WRITTEN INSTRUCTION A
Summarize the passage on Z39.50 interoperability in two sentences.

DOCUMENT
§ §
Z39.50 implementation experience gained over the past decade has solved most of the low-level protocol interoperability 
problems. The high-level protocol interoperability problems are resolved for the most part when a Z39.50 client and Z39.50 
server support the same services (e.g., sort, scan). The arena of semantic interoperability is where Z39.50 developers and 
implementors face the most complex set of challenges. 

Semantics for Searching Revisited 

We discussed above how Z39.50 provides a language for expressing queries, and this language with its attendant syntax and 
semantics, enables two systems to understand each others requests and responses. In practice this understanding has not always 
been achieved. The lack of semantic interoperability has caused users to lose confidence in Z39.50 interfaces to information 
retrieval systems (whether their native systems or remote systems). What affects semantic interoperability? The two major 
factors affecting interoperability are differences in Z39.50 implementations and differences in indexing decisions in the 
information retrieval systems. The results of these differences show up in retrieval results. Going back to the analogy 

of Z39.50 as a language, the meaning (semantics) of the protocol messages needs to be clear if two 
systems are to share an “understanding” of the message. Z39.50 provides standardized 
“vocabularies” to express queries using registered sets of attributes (where attributes are used in the 
Z39.50 query to characterize a search term). The attribute sets provide the “words” in the 
vocabulary for searching.
§ §
WRITTEN INSTRUCTION B
Copy all of the rows below without changing anything.

[Records contained in a dataset]
§ §
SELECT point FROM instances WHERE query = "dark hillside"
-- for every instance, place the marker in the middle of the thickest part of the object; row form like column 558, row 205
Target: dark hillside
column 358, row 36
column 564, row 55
§ §
CORRECT RESPONSE A
A decade of Z39.50 implementation has solved most low-level protocol interoperability problems, and high-level ones are mostly resolved when client and server support the same services, but semantic interoperability poses the most complex challenges. Its lack, caused mainly by differences in Z39.50 implementations and in indexing decisions, shows up in retrieval results and has made users lose confidence, while Z39.50 offers registered attribute sets as standardized vocabularies for expressing queries.

CORRECT RESPONSE B
SELECT point FROM instances WHERE query = "dark hillside"
-- for every instance, place the marker in the middle of the thickest part of the object; row form like column 558, row 205
Target: dark hillside
column 358, row 36
column 564, row 55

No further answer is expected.